> Supplied data
□ □ □

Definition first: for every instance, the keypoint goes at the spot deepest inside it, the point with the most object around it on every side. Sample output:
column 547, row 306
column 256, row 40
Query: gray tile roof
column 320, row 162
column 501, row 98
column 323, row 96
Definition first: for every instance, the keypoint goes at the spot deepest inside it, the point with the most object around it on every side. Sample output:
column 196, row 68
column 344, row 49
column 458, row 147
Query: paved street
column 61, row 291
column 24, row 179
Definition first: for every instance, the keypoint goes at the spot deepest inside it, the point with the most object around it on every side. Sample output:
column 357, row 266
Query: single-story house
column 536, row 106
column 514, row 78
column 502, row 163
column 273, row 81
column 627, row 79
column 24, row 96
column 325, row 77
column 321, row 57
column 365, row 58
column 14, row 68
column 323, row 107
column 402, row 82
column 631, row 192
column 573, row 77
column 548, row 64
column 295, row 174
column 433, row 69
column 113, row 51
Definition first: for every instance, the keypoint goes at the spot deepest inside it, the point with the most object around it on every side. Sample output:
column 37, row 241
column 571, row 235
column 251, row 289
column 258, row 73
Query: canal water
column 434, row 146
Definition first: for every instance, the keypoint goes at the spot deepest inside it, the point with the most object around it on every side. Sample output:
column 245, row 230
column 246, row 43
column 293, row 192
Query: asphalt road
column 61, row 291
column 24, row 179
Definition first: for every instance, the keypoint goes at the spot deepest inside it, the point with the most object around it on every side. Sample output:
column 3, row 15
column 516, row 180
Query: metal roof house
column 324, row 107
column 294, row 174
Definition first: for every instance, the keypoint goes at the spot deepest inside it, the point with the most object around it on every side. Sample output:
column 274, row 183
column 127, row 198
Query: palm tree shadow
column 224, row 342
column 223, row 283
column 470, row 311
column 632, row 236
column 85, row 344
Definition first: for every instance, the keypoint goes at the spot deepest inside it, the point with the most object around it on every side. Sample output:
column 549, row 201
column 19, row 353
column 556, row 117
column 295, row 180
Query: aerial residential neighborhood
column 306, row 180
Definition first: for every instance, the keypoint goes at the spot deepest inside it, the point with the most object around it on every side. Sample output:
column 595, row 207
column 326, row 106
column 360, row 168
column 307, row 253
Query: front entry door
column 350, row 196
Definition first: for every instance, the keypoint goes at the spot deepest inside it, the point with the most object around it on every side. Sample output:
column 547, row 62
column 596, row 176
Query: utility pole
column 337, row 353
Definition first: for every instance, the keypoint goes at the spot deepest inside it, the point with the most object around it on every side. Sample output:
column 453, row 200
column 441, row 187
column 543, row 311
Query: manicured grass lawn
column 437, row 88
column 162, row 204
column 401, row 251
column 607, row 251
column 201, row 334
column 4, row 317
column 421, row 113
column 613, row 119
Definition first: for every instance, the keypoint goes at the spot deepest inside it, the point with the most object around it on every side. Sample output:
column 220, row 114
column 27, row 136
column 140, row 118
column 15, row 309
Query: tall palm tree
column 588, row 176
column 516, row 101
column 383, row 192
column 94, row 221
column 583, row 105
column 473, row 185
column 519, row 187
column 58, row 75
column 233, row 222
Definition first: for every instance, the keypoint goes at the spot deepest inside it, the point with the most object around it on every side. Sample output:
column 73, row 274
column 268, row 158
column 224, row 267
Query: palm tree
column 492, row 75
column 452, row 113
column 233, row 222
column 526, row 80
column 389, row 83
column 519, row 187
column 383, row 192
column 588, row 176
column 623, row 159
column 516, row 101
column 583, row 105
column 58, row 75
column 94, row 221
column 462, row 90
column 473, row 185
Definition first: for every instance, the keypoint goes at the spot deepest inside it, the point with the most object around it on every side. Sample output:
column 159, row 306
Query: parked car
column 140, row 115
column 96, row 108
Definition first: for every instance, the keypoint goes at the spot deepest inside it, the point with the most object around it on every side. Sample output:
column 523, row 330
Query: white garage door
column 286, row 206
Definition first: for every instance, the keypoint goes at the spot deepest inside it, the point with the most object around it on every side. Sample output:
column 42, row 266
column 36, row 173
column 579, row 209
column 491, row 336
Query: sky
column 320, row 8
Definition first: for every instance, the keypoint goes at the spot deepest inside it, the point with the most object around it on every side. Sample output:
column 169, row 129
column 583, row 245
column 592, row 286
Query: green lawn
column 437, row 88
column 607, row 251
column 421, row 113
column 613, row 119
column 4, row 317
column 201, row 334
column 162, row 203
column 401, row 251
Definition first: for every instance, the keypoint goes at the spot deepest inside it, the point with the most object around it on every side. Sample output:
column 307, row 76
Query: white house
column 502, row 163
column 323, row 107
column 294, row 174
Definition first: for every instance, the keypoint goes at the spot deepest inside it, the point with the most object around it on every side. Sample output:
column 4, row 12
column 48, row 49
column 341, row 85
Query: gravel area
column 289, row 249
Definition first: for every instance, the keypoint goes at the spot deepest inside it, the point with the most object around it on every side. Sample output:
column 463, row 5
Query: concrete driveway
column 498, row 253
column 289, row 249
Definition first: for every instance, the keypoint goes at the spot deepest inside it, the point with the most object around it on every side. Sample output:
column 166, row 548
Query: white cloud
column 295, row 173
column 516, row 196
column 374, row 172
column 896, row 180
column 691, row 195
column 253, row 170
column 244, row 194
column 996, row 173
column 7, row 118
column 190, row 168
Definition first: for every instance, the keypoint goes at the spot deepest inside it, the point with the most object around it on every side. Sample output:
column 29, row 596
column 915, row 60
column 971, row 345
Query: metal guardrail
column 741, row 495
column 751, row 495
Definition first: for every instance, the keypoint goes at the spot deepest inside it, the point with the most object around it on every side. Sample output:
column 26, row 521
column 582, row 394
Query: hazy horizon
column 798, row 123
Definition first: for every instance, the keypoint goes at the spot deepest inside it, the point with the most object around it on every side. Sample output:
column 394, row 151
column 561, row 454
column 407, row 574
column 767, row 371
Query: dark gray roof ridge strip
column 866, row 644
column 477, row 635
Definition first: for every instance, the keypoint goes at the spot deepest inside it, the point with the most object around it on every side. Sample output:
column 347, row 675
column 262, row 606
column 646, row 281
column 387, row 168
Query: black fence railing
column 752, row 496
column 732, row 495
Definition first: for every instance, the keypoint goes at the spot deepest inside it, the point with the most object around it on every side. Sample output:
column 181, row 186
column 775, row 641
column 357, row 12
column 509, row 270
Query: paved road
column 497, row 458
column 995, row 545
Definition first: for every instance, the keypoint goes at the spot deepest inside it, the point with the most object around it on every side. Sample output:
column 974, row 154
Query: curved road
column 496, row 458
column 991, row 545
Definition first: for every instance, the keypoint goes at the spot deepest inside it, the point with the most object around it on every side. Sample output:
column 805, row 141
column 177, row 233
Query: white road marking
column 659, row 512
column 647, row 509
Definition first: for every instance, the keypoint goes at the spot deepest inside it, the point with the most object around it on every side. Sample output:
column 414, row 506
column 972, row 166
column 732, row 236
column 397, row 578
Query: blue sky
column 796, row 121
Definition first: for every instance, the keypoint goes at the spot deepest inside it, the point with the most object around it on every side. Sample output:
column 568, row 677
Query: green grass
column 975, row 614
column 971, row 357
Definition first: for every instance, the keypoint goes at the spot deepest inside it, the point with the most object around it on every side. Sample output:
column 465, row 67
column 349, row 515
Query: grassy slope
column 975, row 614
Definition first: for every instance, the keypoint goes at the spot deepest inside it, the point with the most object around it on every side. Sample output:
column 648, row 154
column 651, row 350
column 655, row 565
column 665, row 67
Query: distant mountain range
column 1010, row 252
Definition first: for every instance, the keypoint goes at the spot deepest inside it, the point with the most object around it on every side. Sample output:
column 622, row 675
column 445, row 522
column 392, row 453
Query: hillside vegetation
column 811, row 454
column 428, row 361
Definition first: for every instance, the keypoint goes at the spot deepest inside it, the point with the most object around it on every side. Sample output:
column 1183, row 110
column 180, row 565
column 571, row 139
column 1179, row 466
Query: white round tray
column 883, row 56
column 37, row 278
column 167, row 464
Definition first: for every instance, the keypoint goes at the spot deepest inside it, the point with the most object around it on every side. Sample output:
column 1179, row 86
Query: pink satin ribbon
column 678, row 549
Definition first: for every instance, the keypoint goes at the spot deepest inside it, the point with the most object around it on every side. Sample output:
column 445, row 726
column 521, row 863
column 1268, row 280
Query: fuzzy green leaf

□ □ □

> What you need to do
Set down the entries above again word for word, starting with their first line and ending with the line that contains "column 323, row 96", including both of those lines.

> Response to this task
Definition first: for every instance, the keypoint goes at the spot deepest inside it, the point with the most object around it on every side. Sample output:
column 547, row 306
column 256, row 40
Query: gray tile roof
column 320, row 162
column 501, row 98
column 323, row 96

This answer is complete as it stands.